■ Task item
Please output exactly the part of the records below that opens with the line containing "# put a dot on each instance of the blue" and closes with the line containing "# put a dot on each instance of the sky, one", both lines included, and nothing else.
___ Exercise data
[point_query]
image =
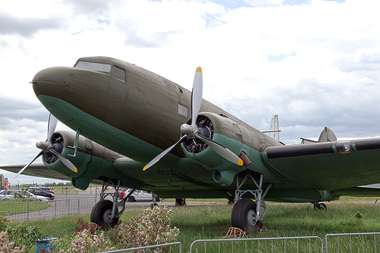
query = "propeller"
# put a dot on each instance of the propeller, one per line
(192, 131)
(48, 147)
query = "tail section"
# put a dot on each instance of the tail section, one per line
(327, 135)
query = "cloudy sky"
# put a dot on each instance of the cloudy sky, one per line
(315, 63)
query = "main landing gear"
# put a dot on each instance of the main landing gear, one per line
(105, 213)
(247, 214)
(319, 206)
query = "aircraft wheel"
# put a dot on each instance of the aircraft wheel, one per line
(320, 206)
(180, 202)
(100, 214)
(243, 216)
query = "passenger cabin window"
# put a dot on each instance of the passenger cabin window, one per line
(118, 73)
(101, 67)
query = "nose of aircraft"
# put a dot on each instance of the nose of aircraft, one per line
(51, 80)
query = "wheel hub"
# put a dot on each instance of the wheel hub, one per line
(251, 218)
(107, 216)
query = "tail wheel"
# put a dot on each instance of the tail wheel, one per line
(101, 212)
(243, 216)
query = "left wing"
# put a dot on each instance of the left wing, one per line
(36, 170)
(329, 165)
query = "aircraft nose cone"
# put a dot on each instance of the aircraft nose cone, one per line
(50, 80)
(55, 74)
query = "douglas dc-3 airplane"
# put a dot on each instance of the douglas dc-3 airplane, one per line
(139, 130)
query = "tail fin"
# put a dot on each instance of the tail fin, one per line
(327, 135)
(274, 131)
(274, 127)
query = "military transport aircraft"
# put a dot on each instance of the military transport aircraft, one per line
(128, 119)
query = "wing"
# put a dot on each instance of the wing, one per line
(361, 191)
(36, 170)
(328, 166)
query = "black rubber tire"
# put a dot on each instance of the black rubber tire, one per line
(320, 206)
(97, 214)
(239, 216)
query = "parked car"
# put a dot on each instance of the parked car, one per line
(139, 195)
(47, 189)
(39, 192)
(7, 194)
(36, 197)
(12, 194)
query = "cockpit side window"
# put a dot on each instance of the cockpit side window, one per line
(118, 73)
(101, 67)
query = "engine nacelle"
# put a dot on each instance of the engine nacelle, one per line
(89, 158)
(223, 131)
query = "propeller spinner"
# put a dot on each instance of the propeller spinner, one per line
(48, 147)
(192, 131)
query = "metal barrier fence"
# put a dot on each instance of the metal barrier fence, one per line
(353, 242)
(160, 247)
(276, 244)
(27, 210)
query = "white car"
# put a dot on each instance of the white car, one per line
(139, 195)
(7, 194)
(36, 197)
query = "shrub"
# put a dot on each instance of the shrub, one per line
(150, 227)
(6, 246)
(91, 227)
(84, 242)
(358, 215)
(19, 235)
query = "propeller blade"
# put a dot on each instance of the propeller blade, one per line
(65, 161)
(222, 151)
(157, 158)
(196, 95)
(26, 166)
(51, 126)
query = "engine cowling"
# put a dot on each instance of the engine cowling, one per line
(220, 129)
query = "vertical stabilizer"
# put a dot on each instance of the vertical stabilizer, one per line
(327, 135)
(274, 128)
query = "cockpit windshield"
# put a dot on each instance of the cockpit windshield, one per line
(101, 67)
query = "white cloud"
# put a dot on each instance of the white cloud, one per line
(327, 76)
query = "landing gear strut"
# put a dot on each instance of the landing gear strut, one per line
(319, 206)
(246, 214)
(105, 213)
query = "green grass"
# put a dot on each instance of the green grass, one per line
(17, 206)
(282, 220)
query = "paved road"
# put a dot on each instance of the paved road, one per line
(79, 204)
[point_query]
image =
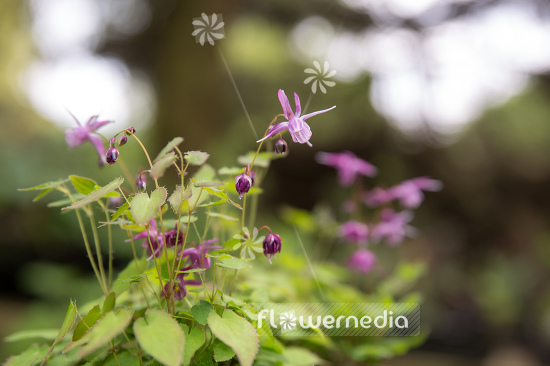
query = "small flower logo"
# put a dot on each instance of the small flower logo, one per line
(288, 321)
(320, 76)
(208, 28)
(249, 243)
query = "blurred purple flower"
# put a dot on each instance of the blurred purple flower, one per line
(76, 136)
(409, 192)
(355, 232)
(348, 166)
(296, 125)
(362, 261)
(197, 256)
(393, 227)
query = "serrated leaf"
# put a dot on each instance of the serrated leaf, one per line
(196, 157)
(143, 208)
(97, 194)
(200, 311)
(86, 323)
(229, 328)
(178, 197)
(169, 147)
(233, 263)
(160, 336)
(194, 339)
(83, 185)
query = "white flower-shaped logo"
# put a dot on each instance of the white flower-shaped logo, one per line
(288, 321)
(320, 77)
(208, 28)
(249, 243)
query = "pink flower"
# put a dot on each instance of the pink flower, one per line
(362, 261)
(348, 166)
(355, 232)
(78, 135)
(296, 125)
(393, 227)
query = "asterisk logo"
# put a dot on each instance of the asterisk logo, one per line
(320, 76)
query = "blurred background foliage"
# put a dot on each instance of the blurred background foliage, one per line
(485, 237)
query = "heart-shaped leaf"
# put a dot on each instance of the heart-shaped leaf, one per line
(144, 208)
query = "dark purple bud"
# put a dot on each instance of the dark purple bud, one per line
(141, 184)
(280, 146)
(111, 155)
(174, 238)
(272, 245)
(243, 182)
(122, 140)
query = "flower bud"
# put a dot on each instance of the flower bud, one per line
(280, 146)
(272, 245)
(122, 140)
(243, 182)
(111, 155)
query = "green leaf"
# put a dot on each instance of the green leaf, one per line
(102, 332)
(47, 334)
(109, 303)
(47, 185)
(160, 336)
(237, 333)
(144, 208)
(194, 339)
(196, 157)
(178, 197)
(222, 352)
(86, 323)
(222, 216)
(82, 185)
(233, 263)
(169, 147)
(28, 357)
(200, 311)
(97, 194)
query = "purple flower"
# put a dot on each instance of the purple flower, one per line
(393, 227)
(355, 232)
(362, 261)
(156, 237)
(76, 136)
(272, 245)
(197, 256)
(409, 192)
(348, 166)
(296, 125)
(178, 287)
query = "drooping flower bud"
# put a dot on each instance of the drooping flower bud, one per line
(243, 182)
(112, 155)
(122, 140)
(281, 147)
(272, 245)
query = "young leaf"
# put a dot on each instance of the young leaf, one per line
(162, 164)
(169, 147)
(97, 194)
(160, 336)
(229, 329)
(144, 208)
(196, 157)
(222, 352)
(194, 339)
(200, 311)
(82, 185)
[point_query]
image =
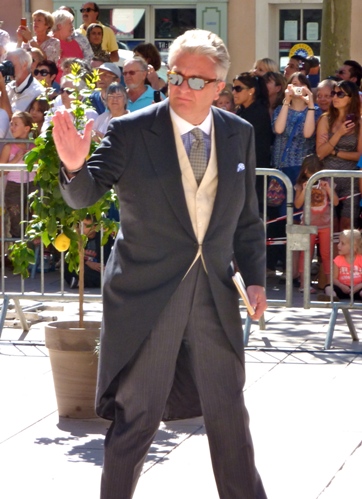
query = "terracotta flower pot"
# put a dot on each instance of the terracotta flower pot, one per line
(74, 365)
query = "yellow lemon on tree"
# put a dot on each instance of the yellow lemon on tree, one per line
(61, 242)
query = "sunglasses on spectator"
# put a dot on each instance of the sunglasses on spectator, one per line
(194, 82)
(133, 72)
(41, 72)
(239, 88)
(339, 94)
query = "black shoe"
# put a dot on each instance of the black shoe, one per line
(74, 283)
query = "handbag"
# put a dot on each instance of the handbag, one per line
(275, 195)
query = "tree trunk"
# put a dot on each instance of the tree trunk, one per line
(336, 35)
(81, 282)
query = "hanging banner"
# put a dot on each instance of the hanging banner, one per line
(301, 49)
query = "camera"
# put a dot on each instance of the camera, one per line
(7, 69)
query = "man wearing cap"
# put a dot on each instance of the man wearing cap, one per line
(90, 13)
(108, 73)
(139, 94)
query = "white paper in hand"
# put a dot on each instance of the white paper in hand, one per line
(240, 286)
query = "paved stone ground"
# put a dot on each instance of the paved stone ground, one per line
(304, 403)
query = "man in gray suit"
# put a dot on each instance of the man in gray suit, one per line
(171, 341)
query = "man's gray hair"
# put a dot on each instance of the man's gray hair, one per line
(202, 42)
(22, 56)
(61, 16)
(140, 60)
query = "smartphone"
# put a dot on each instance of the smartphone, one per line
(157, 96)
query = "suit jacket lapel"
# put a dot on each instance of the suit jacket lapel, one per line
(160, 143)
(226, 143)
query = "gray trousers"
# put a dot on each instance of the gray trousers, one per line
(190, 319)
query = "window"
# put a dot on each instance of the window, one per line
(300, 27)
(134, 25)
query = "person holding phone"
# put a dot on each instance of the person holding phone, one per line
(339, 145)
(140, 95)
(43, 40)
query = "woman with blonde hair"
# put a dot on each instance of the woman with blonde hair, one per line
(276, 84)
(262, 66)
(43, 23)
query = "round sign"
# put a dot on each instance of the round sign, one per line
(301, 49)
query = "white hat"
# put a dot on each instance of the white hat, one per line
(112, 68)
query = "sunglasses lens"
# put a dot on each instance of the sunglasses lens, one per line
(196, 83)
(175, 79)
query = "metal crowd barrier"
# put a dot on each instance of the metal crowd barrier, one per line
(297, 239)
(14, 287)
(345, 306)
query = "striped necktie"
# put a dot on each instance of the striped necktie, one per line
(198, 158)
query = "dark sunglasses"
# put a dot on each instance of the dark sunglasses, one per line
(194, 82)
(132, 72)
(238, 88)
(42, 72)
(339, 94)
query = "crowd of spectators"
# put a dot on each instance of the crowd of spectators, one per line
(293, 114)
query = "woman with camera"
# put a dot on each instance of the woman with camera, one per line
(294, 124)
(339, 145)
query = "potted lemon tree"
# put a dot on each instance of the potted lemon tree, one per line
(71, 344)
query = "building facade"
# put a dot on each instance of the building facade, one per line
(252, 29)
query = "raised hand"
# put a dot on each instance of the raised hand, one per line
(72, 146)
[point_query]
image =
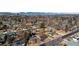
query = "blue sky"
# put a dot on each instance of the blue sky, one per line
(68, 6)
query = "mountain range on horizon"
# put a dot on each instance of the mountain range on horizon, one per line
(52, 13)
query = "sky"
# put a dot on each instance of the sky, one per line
______
___ Exercise data
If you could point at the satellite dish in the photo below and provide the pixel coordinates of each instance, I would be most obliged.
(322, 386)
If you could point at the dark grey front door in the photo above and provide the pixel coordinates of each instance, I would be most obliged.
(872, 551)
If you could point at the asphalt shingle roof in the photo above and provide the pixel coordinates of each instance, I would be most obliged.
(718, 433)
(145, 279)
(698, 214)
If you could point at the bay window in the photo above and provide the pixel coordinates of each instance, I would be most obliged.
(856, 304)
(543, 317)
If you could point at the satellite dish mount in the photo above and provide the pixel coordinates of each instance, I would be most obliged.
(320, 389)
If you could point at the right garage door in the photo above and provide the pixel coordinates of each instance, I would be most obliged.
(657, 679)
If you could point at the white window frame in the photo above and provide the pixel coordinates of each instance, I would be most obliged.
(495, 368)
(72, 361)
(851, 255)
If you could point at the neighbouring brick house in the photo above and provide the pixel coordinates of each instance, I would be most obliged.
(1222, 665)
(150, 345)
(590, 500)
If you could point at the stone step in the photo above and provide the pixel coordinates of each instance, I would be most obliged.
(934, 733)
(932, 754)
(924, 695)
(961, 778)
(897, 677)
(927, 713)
______
___ Exercise data
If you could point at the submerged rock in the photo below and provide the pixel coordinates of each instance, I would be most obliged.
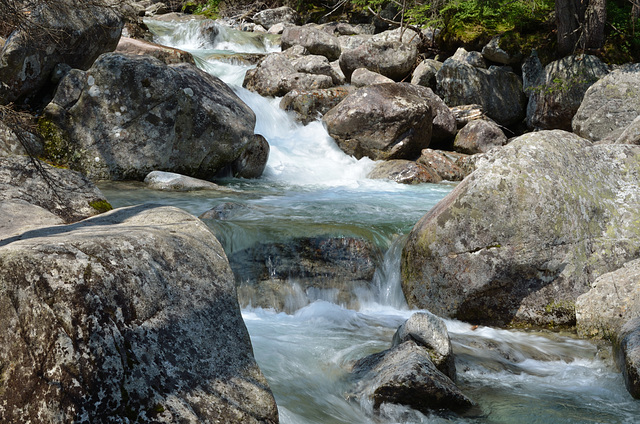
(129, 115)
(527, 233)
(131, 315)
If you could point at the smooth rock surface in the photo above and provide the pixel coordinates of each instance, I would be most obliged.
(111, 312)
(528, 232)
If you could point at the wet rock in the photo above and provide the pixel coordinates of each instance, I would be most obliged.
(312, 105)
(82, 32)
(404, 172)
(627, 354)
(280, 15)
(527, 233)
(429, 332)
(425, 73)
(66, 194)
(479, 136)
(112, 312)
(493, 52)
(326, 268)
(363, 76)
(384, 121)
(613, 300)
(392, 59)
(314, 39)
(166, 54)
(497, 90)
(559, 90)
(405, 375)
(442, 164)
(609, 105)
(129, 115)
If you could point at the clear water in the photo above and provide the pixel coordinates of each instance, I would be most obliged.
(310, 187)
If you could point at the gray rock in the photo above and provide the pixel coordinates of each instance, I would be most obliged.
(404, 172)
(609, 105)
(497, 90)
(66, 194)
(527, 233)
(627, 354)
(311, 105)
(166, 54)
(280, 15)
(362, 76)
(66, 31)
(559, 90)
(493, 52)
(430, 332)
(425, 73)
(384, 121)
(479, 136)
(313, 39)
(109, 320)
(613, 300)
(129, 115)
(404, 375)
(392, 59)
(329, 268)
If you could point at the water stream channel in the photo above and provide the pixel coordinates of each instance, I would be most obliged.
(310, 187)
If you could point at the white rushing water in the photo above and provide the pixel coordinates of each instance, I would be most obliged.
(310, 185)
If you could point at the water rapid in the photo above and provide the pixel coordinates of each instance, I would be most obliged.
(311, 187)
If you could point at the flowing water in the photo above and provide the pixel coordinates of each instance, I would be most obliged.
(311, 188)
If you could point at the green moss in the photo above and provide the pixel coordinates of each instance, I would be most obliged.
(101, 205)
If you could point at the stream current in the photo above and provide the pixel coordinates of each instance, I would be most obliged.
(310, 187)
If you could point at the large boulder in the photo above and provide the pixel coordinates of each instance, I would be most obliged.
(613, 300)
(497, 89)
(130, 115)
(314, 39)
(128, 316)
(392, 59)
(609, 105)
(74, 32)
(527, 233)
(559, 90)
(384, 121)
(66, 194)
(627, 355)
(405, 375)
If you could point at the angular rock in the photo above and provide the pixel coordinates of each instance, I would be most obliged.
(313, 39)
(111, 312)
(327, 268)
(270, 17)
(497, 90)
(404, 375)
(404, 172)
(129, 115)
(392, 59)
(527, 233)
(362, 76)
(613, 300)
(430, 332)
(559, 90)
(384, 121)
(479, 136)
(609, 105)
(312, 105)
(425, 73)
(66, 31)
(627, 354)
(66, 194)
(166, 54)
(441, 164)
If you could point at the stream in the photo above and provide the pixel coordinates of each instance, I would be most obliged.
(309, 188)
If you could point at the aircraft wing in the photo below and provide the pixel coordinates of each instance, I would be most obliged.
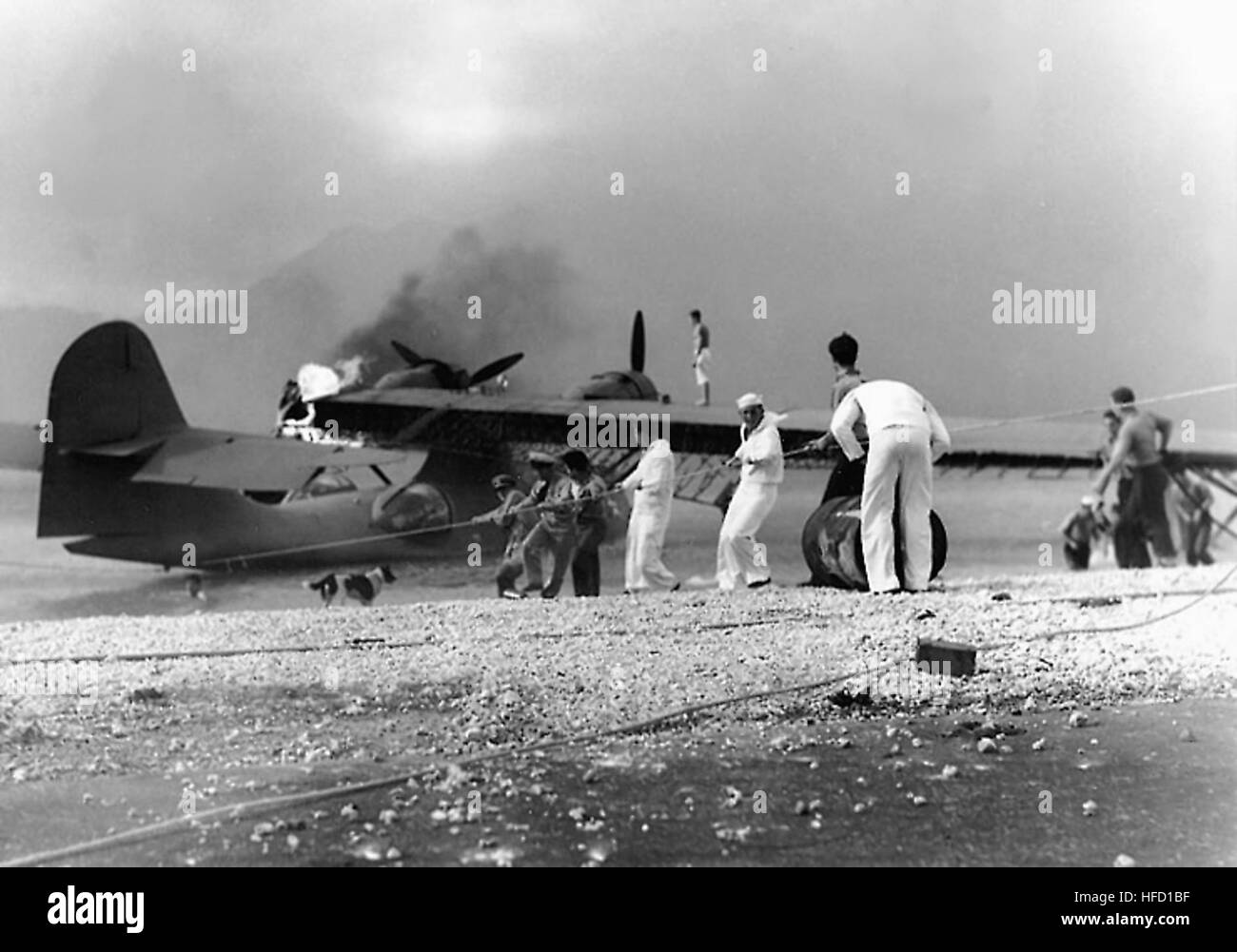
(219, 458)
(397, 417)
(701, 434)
______
■ Result below
# put a dot on each instance of the blue sky, one per line
(68, 6)
query = "mountain range on horizon"
# put a dot on each instance of the mountain range on horizon, one per line
(52, 13)
query = "sky"
# put a dot on each instance of the sky, one per line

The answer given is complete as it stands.